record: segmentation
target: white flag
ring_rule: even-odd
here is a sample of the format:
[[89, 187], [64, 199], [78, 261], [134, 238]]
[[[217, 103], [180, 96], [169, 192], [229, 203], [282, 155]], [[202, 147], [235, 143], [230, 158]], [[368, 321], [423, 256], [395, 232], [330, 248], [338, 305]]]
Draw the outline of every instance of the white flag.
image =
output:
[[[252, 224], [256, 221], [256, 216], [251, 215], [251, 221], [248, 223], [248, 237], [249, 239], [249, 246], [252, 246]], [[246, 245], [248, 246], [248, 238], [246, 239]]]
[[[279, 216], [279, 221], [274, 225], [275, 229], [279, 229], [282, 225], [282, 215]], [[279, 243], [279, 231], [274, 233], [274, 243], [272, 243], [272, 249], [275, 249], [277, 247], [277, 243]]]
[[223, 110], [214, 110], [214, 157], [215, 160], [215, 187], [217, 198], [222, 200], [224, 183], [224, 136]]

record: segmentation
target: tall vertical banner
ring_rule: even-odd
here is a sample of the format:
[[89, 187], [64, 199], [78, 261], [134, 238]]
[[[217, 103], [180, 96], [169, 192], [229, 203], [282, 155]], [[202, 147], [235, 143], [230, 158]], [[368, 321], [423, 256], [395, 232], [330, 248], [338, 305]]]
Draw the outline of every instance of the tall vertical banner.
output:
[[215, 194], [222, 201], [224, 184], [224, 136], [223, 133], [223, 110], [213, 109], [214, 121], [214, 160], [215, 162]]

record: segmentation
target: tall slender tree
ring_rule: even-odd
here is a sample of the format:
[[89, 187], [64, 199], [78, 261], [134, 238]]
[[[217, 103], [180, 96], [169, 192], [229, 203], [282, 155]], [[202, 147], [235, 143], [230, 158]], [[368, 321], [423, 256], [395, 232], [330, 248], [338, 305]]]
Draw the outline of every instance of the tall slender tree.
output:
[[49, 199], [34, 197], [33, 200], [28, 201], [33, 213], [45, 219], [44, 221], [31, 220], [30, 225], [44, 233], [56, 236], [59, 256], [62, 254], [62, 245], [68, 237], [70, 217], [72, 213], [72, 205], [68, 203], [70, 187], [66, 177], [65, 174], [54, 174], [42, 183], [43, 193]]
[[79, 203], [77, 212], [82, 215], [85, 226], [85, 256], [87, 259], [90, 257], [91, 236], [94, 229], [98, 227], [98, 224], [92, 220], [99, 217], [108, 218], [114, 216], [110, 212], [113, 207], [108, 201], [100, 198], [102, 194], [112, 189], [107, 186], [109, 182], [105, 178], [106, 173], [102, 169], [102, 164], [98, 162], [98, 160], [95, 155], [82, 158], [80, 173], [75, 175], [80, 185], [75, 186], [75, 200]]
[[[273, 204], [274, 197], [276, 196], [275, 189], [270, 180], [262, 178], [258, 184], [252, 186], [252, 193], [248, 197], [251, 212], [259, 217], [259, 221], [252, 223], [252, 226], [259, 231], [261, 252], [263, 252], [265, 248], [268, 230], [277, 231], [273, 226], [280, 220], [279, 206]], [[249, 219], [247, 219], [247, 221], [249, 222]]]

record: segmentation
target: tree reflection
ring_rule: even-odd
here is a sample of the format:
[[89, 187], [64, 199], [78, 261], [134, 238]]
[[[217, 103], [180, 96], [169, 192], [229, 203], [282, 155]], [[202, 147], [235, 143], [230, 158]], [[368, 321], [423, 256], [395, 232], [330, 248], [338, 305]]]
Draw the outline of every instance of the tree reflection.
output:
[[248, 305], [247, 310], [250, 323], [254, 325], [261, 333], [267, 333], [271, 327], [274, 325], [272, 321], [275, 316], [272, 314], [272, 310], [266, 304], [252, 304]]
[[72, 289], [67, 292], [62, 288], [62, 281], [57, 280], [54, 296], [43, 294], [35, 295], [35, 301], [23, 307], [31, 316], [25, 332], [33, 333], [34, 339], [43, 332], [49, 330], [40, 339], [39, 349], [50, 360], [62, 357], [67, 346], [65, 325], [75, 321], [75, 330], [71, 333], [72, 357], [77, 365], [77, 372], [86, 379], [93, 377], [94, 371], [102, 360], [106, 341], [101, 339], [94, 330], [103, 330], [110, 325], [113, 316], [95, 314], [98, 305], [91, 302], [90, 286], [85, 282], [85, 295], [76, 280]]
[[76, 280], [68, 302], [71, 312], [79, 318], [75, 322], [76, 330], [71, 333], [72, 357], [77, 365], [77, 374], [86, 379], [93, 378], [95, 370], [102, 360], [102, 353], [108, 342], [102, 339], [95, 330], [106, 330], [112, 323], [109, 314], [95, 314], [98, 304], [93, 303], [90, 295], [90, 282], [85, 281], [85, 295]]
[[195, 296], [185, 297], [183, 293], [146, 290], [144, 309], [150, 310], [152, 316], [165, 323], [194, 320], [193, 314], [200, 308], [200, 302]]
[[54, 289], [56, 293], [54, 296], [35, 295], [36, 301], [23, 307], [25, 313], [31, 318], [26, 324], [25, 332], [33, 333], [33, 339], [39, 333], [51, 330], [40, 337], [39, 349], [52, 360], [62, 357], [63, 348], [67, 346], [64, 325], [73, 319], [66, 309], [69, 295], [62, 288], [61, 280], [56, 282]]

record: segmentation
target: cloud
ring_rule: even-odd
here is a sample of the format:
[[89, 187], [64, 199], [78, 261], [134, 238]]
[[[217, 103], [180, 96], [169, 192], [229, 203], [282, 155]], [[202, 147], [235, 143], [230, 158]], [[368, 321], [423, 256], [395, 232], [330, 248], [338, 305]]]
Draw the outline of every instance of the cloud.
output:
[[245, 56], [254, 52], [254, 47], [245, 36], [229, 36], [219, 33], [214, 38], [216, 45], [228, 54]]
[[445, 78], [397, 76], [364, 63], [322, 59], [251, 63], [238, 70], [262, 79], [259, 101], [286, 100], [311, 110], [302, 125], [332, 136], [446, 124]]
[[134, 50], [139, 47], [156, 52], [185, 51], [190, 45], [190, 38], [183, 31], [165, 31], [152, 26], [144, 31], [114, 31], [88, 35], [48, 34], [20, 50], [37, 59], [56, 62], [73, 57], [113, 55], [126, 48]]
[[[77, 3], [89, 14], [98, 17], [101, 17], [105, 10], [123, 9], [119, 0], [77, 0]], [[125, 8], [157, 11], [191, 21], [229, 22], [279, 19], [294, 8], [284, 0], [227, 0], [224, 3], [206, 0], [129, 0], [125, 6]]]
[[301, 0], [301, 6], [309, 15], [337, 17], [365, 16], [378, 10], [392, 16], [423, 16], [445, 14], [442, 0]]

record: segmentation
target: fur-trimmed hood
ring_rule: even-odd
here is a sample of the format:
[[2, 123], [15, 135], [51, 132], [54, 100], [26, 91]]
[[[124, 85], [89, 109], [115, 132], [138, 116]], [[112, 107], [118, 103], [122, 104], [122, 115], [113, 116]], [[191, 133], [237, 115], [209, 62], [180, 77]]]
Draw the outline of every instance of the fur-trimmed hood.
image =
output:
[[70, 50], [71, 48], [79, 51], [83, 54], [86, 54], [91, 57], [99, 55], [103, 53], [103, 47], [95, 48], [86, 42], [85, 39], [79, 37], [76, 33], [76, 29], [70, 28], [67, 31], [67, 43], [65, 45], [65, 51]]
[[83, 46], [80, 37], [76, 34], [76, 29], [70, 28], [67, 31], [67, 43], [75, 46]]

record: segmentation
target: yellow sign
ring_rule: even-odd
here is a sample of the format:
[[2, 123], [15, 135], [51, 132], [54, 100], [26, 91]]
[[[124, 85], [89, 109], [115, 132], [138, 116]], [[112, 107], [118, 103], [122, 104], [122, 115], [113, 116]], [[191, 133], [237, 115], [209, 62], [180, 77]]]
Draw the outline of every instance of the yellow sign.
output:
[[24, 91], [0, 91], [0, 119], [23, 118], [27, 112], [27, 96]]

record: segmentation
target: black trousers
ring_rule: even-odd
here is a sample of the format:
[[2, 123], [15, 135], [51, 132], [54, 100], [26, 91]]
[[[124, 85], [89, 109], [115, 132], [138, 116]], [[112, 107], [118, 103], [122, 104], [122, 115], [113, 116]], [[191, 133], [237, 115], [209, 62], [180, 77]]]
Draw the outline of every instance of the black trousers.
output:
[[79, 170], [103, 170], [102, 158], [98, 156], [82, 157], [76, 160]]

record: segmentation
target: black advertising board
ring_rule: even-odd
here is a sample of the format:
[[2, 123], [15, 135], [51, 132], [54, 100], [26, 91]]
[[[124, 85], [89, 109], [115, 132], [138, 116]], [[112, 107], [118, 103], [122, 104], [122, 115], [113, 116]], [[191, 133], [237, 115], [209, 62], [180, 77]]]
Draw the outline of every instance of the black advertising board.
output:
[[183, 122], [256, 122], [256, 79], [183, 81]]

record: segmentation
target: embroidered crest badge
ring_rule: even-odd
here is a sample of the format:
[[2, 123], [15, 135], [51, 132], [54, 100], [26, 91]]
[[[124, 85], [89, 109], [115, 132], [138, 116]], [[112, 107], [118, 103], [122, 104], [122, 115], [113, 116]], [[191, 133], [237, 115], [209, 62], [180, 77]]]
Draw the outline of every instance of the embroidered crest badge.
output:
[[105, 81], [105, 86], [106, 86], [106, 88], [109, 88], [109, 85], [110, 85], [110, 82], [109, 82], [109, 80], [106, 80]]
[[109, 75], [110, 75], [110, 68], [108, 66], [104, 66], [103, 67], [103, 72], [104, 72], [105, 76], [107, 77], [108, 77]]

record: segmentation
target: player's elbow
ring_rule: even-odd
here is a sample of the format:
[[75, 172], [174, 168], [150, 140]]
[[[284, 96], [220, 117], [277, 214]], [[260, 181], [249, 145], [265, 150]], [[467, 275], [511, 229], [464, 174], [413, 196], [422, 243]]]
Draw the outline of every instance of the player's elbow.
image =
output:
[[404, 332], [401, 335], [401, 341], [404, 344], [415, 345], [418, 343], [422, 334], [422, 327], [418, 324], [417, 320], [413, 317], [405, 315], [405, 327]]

▶ _Problem_:
Convert the records, starting at the first line and ending at the line that contains "238], [246, 239]]]", both included, into a Markdown table with the columns Row and Line Text. Number each row and omit blank lines.

▶ _Expected output_:
| Row | Line Text |
|---|---|
| 1 | record: segmentation |
| 2 | target: white flag |
| 3 | ring_rule: even-odd |
| 4 | here is a sample of the format: |
| 5 | [[89, 187], [64, 199], [78, 261], [134, 238]] |
| 6 | [[[217, 103], [180, 96], [169, 192], [229, 203], [282, 155]], [[202, 147], [235, 143], [230, 158]], [[368, 321], [423, 256], [395, 232], [330, 248], [338, 305]]] |
| 7 | Draw the outline of every instance of the white flag. |
| 8 | image = |
| 9 | output: |
| 10 | [[[252, 224], [256, 221], [256, 216], [251, 215], [251, 221], [248, 223], [248, 237], [249, 239], [249, 246], [252, 246]], [[246, 245], [248, 246], [248, 238], [246, 239]]] |